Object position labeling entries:
::::::::
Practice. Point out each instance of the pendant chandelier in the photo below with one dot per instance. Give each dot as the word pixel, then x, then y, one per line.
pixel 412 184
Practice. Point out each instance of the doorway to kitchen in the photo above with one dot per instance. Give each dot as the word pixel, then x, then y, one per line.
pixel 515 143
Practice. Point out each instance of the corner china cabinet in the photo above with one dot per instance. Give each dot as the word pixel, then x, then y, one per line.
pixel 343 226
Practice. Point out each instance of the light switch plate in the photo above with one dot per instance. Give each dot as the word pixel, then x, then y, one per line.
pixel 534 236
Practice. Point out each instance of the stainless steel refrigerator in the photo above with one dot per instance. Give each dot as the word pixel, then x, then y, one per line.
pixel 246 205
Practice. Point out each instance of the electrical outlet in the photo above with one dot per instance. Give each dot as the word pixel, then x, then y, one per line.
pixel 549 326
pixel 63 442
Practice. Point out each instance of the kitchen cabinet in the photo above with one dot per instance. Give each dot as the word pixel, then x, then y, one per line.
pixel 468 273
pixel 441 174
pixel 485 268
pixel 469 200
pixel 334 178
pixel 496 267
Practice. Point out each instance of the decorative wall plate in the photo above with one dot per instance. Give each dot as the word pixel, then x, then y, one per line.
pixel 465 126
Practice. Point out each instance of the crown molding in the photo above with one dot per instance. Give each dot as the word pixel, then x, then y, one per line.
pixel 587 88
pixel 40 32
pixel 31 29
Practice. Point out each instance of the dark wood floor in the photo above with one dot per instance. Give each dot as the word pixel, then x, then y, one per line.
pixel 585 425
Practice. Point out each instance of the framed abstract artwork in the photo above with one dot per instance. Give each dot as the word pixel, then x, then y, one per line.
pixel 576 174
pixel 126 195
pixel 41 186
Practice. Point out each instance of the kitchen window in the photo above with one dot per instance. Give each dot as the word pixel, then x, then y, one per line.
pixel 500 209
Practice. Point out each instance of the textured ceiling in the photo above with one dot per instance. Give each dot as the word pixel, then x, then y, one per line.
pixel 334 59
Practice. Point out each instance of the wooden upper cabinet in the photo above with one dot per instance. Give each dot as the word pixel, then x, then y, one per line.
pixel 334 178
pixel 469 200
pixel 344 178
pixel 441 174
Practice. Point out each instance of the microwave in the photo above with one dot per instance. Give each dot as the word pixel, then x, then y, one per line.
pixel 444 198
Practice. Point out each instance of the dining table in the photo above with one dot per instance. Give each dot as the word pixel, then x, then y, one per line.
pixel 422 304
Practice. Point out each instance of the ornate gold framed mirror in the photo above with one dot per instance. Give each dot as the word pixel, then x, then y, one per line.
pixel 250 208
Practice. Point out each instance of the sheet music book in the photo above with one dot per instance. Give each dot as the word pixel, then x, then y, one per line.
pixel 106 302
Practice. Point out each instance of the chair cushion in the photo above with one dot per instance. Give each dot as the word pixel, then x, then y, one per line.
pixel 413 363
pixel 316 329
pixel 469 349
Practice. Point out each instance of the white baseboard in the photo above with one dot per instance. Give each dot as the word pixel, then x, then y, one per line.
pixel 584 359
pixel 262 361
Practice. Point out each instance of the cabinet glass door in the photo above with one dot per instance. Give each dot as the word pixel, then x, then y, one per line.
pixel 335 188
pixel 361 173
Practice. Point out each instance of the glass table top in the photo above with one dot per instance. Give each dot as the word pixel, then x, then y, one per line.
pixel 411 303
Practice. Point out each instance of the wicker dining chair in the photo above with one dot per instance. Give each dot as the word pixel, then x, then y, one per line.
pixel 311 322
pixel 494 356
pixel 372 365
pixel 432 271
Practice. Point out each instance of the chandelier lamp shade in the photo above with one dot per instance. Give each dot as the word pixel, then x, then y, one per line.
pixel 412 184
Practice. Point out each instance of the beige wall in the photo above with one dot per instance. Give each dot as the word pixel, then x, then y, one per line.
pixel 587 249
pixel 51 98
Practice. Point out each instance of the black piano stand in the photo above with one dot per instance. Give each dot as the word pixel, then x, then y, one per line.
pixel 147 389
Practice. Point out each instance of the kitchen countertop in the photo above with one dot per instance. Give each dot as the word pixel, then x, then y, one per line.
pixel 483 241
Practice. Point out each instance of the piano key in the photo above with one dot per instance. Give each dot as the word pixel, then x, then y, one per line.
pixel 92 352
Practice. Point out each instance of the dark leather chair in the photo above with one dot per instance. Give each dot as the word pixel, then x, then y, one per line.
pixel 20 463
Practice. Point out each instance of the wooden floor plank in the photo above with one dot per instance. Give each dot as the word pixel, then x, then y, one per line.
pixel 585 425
::::::::
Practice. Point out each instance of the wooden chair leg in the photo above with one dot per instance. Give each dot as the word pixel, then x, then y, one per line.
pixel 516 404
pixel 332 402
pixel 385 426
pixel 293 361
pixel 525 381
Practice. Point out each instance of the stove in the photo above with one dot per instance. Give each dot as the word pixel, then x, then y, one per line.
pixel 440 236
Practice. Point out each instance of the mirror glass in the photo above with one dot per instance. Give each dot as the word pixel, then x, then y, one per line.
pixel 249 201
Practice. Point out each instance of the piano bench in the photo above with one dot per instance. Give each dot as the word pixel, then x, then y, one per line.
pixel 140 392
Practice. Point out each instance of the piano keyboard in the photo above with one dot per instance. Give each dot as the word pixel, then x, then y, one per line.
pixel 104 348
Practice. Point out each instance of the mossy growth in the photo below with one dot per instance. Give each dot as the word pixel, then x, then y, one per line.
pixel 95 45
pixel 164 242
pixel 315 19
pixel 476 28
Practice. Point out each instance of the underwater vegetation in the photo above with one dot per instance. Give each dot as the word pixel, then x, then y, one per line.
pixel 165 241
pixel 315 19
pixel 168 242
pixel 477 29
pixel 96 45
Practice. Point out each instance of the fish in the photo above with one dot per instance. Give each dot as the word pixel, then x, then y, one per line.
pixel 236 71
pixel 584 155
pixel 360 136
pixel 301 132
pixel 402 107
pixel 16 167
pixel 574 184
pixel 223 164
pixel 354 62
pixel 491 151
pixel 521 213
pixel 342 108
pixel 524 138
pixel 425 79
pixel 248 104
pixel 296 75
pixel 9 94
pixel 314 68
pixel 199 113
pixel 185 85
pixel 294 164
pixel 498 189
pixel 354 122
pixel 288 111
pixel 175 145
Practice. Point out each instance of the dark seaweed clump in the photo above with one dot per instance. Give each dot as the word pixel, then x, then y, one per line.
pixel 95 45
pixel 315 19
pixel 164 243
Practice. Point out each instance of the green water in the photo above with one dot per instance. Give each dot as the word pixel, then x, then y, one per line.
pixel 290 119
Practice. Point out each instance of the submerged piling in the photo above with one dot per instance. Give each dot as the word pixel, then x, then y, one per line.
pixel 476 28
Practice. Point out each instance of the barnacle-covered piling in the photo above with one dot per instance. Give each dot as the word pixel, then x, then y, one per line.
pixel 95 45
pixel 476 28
::::::::
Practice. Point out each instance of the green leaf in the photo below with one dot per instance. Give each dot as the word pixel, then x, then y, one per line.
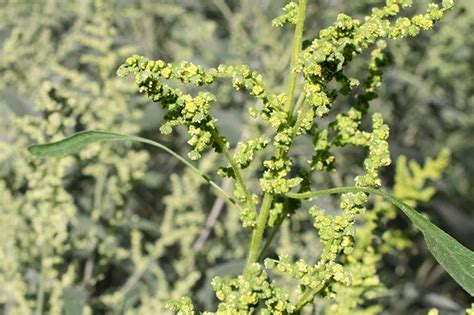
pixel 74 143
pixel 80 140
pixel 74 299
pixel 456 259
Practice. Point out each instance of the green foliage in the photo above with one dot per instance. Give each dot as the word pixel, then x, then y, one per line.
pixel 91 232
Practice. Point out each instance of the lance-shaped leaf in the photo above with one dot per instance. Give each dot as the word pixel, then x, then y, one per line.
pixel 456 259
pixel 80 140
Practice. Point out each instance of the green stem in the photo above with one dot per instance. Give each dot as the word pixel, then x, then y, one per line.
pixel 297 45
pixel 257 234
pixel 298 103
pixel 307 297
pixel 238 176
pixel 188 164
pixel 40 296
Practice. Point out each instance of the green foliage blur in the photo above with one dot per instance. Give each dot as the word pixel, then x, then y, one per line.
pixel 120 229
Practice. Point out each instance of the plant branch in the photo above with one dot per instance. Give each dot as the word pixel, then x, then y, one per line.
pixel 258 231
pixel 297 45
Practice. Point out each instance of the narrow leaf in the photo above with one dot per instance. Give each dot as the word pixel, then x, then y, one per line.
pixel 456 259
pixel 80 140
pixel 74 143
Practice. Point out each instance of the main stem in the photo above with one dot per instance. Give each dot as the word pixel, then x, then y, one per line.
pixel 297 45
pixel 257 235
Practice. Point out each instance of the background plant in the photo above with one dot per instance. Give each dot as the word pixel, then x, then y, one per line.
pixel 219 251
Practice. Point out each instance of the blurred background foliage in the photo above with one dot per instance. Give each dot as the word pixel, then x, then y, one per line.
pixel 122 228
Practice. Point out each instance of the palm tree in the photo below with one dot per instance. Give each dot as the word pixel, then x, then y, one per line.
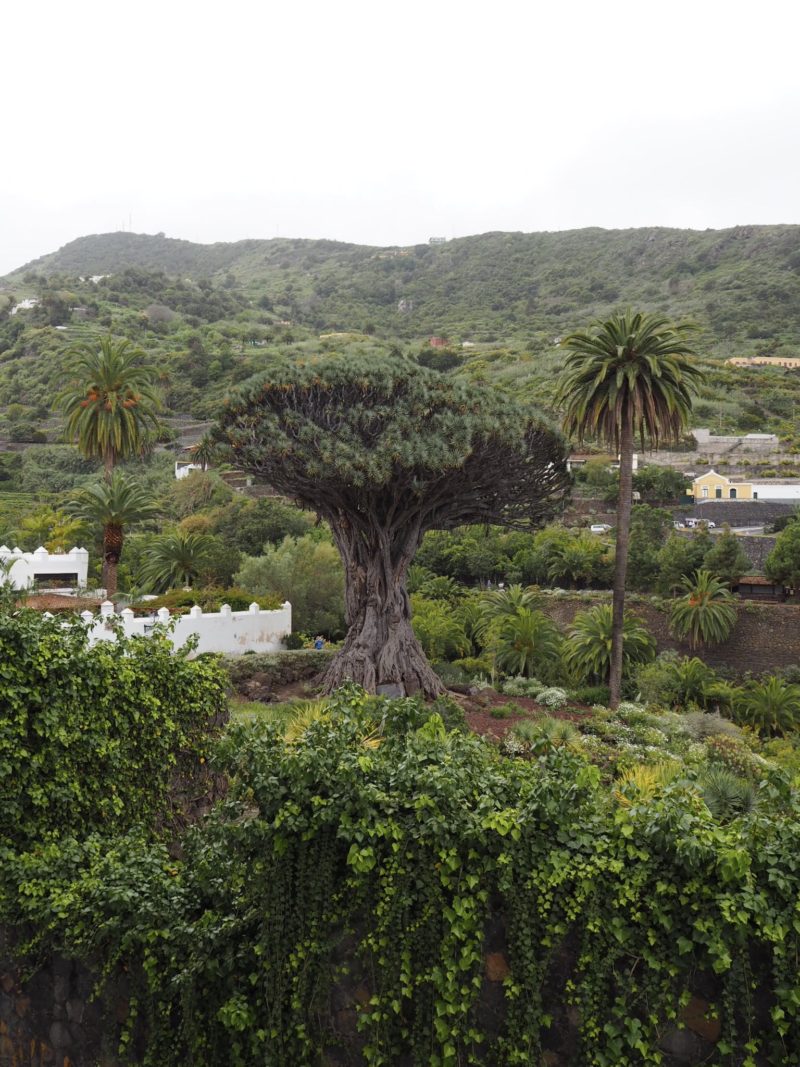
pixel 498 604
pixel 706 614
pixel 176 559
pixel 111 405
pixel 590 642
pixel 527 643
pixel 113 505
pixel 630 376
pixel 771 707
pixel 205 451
::::::::
_Exercise brief_
Can you render the records between the lines holding "Practice. Point out each instance of the corner" and "pixel 246 205", inclusive, as a two-column CSV with the header input,output, giving one row per record, with its text under input and its answer under output, each in a single quoted field and every line break turned into a space?

_Expected answer_
input,output
"Practice. Point out each instance of the corner china cabinet in the photo above with one dot per instance. Give each dot as the word pixel, then x, then y, one per line.","pixel 343 226"
"Practice. Point out each instance of the light switch plate in the photo above with one dot per instance. Give each dot as the word pixel, then x, then y, one per line.","pixel 534 236"
"Practice. Point out each instance of the stainless steel refrigerator in the photo above with one dot per instance. Give each dot as the word pixel, then x, then y, one per line.","pixel 246 205"